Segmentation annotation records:
##########

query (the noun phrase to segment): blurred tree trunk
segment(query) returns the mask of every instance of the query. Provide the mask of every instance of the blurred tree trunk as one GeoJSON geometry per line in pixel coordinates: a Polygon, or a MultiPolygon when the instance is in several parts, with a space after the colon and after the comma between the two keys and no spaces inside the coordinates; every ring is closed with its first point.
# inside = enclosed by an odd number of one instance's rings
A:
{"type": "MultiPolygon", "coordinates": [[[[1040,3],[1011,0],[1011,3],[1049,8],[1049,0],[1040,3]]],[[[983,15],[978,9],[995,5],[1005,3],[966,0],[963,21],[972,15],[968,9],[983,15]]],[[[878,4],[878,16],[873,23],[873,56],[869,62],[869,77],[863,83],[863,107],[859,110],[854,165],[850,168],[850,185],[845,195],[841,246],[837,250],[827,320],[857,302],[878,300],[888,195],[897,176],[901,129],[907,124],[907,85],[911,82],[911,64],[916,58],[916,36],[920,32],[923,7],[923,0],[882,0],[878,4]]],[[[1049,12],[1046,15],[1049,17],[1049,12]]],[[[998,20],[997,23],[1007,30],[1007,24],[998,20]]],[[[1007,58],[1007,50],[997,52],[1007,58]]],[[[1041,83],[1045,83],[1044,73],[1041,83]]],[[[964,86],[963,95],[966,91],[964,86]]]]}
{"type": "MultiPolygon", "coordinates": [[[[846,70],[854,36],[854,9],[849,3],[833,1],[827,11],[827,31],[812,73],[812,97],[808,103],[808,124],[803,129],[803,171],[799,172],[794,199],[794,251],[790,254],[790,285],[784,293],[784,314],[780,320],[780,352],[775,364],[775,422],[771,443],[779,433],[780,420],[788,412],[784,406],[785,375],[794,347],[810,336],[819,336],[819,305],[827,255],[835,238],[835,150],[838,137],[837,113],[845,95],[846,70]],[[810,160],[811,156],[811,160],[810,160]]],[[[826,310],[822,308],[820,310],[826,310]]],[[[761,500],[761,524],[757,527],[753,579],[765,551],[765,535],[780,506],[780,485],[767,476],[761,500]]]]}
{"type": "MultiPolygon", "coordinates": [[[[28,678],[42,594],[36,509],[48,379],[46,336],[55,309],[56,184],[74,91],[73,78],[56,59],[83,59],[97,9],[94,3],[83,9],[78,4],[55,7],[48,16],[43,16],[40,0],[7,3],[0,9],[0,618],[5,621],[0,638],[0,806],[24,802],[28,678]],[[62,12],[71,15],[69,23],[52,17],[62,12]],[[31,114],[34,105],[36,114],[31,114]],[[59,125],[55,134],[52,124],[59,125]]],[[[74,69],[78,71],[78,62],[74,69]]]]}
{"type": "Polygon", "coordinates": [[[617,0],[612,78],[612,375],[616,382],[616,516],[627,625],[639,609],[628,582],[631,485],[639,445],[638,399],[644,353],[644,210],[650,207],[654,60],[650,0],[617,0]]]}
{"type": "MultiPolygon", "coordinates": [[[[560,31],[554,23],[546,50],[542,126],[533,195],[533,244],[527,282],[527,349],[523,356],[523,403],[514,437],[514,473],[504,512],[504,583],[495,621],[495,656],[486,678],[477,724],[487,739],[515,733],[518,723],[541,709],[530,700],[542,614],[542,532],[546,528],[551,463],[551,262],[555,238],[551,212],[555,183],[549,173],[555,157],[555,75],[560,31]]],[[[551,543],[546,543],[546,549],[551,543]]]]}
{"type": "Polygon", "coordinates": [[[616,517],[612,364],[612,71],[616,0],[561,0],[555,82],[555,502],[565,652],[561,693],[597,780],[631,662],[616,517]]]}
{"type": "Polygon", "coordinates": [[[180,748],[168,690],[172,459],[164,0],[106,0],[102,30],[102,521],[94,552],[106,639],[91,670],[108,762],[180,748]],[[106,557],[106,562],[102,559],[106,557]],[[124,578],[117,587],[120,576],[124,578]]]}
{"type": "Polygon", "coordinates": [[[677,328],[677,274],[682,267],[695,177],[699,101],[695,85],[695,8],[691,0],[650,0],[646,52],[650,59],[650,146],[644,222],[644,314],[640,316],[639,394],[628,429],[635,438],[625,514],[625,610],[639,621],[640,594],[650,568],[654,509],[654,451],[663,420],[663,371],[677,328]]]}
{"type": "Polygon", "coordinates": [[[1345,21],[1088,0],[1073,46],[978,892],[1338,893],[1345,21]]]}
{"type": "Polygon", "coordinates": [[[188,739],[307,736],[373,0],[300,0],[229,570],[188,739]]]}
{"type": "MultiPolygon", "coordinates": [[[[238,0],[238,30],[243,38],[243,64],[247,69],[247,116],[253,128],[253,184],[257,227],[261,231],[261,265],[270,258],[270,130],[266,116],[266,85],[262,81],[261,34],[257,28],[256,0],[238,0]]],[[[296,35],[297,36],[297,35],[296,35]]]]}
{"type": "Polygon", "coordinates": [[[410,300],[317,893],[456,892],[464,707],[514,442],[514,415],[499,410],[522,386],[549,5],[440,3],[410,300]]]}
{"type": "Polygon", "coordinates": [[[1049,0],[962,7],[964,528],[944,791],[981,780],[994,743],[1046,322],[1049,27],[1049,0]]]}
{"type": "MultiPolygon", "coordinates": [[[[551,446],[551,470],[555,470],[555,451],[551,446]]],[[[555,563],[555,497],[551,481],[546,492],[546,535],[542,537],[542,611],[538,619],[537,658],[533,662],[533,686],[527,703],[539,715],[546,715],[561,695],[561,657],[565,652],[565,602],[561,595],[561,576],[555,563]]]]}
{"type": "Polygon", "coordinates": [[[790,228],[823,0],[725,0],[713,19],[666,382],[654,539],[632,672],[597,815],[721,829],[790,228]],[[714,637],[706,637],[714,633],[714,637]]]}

##########

> **Problem statement**:
From the data above, extract every line in its exact form.

> **Solved problem**:
query (the noun phrase to segment): blurred tree trunk
segment(query) returns the mask of every instance of the query. Provide the mask of every instance of the blurred tree trunk as one GeoJSON geometry per line in pixel coordinates: a Polygon, or a MultiPolygon when the instance is in several parts, with a space after the colon and after the comma between the two keys and no spaces inside the coordinates; every ring is closed with its first point.
# inside = enclosed by an odd number of one instance's rings
A:
{"type": "MultiPolygon", "coordinates": [[[[1040,3],[1011,0],[1011,3],[1049,8],[1049,0],[1040,3]]],[[[983,15],[978,9],[995,5],[1005,3],[966,0],[963,21],[972,15],[968,9],[983,15]]],[[[878,4],[878,16],[873,23],[873,56],[869,62],[869,77],[863,83],[863,107],[859,110],[854,165],[850,168],[850,185],[845,195],[841,246],[837,250],[827,320],[857,302],[878,300],[888,195],[897,176],[901,129],[907,124],[907,85],[911,82],[911,64],[916,58],[916,36],[920,32],[923,7],[923,0],[882,0],[878,4]]],[[[1049,12],[1046,15],[1049,17],[1049,12]]],[[[998,20],[997,23],[1007,30],[1007,24],[998,20]]],[[[1007,58],[1007,50],[997,52],[1007,58]]],[[[1041,83],[1045,83],[1044,73],[1041,83]]],[[[964,86],[963,95],[966,91],[964,86]]]]}
{"type": "MultiPolygon", "coordinates": [[[[846,70],[854,36],[854,9],[849,3],[833,1],[827,11],[827,31],[812,73],[812,97],[808,103],[808,124],[803,129],[803,171],[799,172],[794,199],[794,251],[790,254],[790,285],[784,293],[784,314],[780,320],[780,352],[775,364],[775,422],[771,443],[779,433],[780,420],[788,412],[784,406],[785,375],[794,347],[810,336],[819,336],[819,305],[827,255],[835,238],[835,150],[838,137],[837,113],[845,95],[846,70]],[[810,160],[811,156],[811,160],[810,160]]],[[[826,310],[822,308],[820,310],[826,310]]],[[[761,500],[761,524],[757,527],[753,579],[765,551],[765,535],[780,506],[780,485],[767,476],[761,500]]]]}
{"type": "MultiPolygon", "coordinates": [[[[28,678],[42,594],[36,509],[48,379],[46,336],[55,309],[56,184],[74,91],[73,78],[56,59],[83,59],[97,9],[94,3],[83,9],[78,4],[55,7],[48,16],[43,16],[40,0],[7,3],[0,9],[0,618],[5,621],[0,638],[0,806],[24,802],[28,678]],[[62,12],[71,15],[69,23],[52,17],[62,12]],[[31,114],[34,105],[36,114],[31,114]],[[59,125],[55,134],[52,124],[59,125]]],[[[74,69],[78,71],[78,62],[74,69]]]]}
{"type": "Polygon", "coordinates": [[[617,0],[612,78],[612,375],[616,382],[616,516],[627,625],[639,609],[628,582],[631,485],[639,445],[638,399],[644,353],[644,210],[650,207],[654,60],[650,0],[617,0]]]}
{"type": "MultiPolygon", "coordinates": [[[[560,31],[554,23],[546,50],[542,126],[533,195],[533,244],[527,282],[527,349],[523,356],[523,403],[514,437],[514,473],[504,512],[504,583],[495,621],[495,656],[486,678],[477,724],[487,739],[515,733],[518,723],[541,709],[530,700],[542,614],[542,532],[546,528],[551,463],[551,262],[555,238],[551,212],[555,183],[549,173],[555,157],[555,75],[560,31]]],[[[551,543],[546,543],[546,549],[551,543]]]]}
{"type": "Polygon", "coordinates": [[[616,517],[612,364],[612,71],[616,0],[561,0],[555,82],[555,502],[565,652],[561,693],[597,780],[631,662],[616,517]]]}
{"type": "Polygon", "coordinates": [[[180,748],[168,690],[172,459],[164,0],[106,0],[102,30],[102,521],[94,552],[106,639],[91,670],[108,762],[180,748]],[[106,557],[106,562],[102,559],[106,557]],[[124,578],[117,587],[120,576],[124,578]]]}
{"type": "Polygon", "coordinates": [[[677,328],[677,274],[682,267],[695,177],[699,101],[695,85],[695,8],[691,0],[650,0],[646,52],[650,59],[650,146],[644,222],[644,314],[640,316],[639,394],[628,429],[635,438],[625,514],[625,610],[639,621],[640,594],[650,568],[654,509],[654,451],[663,420],[663,371],[677,328]]]}
{"type": "Polygon", "coordinates": [[[1345,21],[1088,0],[1073,46],[978,892],[1338,893],[1345,21]]]}
{"type": "Polygon", "coordinates": [[[188,739],[307,736],[373,0],[300,0],[229,570],[188,739]]]}
{"type": "MultiPolygon", "coordinates": [[[[238,0],[238,30],[243,38],[243,64],[247,69],[247,116],[253,128],[253,184],[257,227],[261,231],[261,265],[270,258],[270,130],[266,116],[266,85],[262,81],[261,34],[257,28],[256,0],[238,0]]],[[[296,35],[297,36],[297,35],[296,35]]]]}
{"type": "Polygon", "coordinates": [[[410,300],[317,893],[456,892],[464,707],[514,442],[514,415],[499,410],[522,386],[549,5],[440,3],[410,300]]]}
{"type": "Polygon", "coordinates": [[[1049,0],[962,7],[964,528],[944,791],[981,780],[994,743],[1046,322],[1049,27],[1049,0]]]}
{"type": "MultiPolygon", "coordinates": [[[[551,446],[551,470],[555,470],[555,451],[551,446]]],[[[555,563],[555,497],[551,481],[546,492],[546,535],[542,537],[542,611],[538,619],[537,658],[533,662],[533,686],[527,703],[539,715],[546,715],[561,695],[561,657],[565,652],[565,602],[561,595],[561,576],[555,563]]]]}
{"type": "Polygon", "coordinates": [[[790,228],[823,0],[725,0],[713,19],[666,382],[654,539],[632,672],[597,815],[721,829],[790,228]],[[714,637],[706,637],[714,633],[714,637]]]}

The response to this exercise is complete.